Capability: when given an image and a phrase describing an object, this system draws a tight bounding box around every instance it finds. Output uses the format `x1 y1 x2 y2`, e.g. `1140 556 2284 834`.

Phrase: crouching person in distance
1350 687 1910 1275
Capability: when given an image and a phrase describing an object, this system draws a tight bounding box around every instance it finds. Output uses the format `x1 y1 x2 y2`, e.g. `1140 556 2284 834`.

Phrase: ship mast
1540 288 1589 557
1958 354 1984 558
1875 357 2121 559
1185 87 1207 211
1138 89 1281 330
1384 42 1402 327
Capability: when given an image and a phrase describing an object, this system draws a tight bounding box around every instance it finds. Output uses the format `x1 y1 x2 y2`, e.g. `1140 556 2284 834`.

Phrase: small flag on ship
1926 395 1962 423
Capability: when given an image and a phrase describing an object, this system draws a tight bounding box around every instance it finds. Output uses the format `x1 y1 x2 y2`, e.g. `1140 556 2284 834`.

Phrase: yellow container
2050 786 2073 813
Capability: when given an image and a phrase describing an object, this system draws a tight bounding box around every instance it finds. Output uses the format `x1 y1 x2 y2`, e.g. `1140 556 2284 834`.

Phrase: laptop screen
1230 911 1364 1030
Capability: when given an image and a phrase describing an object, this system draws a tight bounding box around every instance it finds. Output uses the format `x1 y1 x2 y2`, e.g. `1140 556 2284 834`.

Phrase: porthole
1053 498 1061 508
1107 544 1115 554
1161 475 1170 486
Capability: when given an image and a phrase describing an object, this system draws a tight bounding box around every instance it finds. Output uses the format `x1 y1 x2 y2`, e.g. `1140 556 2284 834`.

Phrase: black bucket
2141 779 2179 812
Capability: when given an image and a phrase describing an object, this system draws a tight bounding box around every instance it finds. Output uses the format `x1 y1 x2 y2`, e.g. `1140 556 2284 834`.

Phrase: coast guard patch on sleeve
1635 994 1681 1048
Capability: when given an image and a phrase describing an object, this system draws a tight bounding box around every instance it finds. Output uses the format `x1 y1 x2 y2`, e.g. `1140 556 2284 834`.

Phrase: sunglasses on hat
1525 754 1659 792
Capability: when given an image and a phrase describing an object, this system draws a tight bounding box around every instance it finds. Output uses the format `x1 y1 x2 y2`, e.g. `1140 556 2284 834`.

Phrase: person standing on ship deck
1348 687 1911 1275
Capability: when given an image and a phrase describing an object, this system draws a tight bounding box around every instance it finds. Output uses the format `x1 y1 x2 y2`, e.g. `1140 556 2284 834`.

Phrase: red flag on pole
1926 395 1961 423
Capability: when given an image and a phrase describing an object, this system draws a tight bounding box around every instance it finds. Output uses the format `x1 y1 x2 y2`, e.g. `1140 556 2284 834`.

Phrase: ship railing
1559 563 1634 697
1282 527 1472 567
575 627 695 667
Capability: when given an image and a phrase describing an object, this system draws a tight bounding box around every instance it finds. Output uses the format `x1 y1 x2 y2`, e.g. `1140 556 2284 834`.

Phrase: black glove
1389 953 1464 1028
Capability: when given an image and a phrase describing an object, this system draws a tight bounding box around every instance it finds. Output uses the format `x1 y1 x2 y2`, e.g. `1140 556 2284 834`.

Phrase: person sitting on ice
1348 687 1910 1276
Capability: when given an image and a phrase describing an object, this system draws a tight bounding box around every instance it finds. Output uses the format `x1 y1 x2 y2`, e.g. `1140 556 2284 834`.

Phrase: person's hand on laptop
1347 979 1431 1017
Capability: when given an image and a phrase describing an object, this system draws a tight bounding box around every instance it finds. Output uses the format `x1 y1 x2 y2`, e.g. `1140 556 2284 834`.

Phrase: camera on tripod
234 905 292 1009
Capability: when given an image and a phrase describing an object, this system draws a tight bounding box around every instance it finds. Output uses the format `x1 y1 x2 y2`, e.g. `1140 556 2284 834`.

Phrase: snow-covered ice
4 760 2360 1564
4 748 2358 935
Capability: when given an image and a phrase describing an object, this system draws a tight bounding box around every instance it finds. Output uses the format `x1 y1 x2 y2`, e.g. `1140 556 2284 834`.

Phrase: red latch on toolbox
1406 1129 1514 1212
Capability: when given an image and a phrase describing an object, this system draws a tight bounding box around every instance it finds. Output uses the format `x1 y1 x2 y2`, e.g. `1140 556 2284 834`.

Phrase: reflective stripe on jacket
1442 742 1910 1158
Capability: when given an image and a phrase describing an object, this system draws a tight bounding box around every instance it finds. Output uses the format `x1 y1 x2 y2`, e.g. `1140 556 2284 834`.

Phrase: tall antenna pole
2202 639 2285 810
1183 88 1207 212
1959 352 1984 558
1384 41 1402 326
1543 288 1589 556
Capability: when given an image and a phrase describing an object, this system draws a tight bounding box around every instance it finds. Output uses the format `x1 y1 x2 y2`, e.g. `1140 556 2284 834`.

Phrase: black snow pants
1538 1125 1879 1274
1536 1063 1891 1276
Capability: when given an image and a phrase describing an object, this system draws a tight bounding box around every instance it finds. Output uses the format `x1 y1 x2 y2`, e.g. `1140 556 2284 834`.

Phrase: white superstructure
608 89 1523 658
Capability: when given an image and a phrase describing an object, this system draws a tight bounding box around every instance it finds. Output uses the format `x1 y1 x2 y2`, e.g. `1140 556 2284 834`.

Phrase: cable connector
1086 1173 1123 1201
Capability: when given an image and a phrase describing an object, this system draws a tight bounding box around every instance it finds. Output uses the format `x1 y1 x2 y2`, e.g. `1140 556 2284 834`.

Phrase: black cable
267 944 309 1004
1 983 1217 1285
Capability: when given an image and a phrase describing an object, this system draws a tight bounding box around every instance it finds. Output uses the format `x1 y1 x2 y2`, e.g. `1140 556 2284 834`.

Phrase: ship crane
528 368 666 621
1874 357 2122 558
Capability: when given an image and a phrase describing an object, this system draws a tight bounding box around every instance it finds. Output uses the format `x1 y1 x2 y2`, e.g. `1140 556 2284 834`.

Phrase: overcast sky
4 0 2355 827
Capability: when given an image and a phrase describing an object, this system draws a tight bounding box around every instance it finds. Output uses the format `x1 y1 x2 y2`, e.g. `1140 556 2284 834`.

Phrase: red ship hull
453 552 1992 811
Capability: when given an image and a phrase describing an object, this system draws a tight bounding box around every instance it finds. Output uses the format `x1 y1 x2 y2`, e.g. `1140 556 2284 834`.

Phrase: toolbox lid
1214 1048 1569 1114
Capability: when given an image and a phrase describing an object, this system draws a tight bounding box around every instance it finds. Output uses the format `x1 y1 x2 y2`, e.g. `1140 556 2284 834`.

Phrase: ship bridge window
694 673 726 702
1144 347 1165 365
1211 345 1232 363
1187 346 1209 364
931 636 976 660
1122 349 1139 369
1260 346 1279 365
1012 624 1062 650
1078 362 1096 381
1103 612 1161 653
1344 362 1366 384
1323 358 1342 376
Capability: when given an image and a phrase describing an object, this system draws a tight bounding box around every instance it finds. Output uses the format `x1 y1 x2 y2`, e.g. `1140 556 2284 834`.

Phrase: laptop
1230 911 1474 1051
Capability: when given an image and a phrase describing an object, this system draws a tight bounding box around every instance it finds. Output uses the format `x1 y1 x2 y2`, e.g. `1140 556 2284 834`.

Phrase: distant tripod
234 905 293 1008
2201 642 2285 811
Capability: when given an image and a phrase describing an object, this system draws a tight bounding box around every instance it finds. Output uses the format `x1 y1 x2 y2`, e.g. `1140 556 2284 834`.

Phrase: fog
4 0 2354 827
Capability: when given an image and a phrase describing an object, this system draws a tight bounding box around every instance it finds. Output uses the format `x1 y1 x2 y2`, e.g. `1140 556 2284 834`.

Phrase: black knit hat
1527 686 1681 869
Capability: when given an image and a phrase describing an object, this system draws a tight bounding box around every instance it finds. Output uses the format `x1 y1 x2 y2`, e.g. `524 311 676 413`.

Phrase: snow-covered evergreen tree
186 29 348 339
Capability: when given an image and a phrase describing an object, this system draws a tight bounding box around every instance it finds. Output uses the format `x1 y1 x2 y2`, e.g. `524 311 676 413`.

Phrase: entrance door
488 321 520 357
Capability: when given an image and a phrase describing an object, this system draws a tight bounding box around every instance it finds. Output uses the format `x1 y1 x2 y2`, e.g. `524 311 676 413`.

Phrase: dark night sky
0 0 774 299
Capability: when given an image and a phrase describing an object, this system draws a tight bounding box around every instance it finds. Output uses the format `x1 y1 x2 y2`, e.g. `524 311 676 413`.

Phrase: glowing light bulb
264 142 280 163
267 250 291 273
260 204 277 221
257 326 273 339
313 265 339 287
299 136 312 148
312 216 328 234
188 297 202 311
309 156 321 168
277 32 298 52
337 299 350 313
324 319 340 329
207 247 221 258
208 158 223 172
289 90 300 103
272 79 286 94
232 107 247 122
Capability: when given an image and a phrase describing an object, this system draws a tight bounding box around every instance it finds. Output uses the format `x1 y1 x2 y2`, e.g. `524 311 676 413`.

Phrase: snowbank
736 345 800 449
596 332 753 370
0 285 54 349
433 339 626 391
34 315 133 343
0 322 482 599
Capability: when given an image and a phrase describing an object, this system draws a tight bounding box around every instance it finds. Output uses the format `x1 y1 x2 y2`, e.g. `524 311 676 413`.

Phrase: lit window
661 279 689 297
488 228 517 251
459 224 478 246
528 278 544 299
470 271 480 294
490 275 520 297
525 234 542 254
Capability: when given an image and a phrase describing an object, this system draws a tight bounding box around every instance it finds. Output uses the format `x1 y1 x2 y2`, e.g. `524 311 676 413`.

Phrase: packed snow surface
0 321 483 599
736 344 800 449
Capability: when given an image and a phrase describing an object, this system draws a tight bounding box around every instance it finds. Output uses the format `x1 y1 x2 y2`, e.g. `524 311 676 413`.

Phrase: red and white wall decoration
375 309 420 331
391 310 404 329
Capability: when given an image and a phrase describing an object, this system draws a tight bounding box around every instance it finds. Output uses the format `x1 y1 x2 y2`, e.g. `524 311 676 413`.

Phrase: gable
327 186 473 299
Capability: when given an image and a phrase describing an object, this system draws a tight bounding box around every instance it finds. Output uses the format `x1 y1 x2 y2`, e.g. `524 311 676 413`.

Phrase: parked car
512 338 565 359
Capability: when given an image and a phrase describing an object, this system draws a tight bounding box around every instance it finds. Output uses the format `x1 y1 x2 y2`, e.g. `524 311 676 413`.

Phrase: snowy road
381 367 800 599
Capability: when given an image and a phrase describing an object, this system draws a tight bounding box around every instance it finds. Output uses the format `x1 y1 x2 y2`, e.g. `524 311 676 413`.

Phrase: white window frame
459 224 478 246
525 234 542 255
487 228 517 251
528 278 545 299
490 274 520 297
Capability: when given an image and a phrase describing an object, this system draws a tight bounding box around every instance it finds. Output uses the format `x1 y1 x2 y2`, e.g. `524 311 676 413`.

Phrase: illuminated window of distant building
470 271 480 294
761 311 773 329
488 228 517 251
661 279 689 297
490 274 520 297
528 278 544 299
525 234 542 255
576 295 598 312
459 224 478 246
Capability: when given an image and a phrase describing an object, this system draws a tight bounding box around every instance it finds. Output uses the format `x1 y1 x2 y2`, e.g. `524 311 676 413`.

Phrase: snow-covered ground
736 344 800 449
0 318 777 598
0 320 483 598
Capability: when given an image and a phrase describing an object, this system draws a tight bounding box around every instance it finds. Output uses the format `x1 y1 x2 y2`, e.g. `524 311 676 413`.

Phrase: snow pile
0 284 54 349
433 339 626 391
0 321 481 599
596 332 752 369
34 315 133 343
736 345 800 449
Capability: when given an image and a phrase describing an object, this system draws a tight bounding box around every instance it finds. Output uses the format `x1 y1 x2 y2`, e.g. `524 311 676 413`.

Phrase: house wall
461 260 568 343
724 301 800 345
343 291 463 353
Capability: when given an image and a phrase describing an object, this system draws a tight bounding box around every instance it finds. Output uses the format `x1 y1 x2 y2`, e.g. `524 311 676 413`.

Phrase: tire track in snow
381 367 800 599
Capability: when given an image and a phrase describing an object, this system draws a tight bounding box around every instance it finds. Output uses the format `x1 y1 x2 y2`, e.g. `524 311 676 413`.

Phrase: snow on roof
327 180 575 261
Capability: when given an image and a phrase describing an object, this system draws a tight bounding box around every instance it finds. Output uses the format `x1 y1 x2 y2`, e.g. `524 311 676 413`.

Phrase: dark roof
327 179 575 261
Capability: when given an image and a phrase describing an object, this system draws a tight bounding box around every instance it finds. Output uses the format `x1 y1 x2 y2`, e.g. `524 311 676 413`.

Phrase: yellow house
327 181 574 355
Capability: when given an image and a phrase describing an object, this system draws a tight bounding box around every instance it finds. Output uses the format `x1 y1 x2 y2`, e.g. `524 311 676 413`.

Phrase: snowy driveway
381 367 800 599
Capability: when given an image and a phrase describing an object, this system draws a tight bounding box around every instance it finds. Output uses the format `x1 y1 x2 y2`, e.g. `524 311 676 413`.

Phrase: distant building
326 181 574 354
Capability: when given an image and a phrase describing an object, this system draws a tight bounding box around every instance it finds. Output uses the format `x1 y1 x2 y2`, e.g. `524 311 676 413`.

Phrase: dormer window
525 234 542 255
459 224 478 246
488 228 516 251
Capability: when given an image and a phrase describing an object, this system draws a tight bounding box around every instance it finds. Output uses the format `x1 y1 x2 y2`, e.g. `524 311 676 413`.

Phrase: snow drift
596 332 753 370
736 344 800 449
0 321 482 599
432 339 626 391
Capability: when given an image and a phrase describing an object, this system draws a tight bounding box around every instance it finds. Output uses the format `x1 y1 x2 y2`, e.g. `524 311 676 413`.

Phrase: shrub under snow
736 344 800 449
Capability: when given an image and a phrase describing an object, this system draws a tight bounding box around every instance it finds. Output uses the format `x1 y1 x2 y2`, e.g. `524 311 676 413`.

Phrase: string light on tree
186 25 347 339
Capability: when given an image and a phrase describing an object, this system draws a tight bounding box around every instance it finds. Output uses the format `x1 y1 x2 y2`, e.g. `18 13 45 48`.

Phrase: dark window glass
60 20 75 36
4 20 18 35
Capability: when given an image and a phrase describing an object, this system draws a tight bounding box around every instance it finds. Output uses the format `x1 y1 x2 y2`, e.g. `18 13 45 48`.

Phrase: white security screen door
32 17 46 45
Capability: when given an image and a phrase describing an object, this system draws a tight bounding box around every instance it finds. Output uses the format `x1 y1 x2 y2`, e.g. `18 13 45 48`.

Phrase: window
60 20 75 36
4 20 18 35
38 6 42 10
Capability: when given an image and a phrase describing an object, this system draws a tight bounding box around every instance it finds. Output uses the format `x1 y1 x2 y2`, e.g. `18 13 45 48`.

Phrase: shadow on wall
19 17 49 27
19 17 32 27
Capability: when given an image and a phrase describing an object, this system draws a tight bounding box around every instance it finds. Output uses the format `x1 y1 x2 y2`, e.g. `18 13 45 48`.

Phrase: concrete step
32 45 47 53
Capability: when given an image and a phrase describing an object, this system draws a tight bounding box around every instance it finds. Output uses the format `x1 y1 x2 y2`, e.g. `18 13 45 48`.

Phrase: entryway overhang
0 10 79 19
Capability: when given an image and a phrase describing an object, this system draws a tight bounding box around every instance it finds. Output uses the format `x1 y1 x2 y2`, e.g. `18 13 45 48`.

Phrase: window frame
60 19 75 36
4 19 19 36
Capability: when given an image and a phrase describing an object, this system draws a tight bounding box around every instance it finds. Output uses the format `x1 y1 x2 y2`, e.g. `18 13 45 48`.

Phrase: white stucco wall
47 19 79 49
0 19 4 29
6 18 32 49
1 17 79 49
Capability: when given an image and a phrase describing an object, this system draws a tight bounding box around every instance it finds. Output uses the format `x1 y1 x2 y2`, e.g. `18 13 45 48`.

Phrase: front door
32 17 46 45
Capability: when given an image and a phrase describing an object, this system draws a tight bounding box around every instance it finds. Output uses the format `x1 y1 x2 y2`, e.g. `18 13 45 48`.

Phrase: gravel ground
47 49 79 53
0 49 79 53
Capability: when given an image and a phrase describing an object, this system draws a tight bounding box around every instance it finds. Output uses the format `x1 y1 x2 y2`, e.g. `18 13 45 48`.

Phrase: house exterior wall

== Task directions ==
Only the lines from the one holding "Phrase: concrete step" to the end of the listing are to be written out, word for word.

== Your response ==
Phrase: concrete step
32 45 47 53
Capability: when given an image and a phrase describing an object, this system draws a tight bounding box around every instance it finds. Output uses the format `x1 y1 x2 y2`, e.g. `18 13 45 48`.

Phrase: entryway overhang
0 10 79 19
Capability: when given an image and a phrase describing an object, this system draws a tight bounding box around every instance it finds. Output uses the format `x1 y1 x2 y2`, e.g. `18 13 45 48`.

Phrase: window frame
60 19 75 36
4 19 19 36
Capability: when given an image and a phrase describing an object, this system draws a tight bounding box around every instance it finds. Output uses the format `x1 y1 x2 y2`, e.g. `18 13 45 48`.

Phrase: white stucco wall
47 19 79 49
0 19 4 29
6 18 32 49
1 17 79 49
Capability: when given an image and a phrase describing an object, this system draws a tight bounding box around every instance it finds. Output uses the format `x1 y1 x2 y2`, e.g. `18 13 45 48`.

Phrase: front door
32 17 46 45
Capability: when given an image and a phrase describing an object, this system draws a tight bounding box around every instance it finds. Output uses the format `x1 y1 x2 y2`, e.g. `18 13 45 48`.

Phrase: gravel ground
47 49 79 53
0 49 79 53
Capability: when given an image and a phrase describing an object, this system draws a tight bounding box around every instance it finds. Output uses the format `x1 y1 x2 y2`, e.g. `18 13 45 48`.

Phrase: house exterior wall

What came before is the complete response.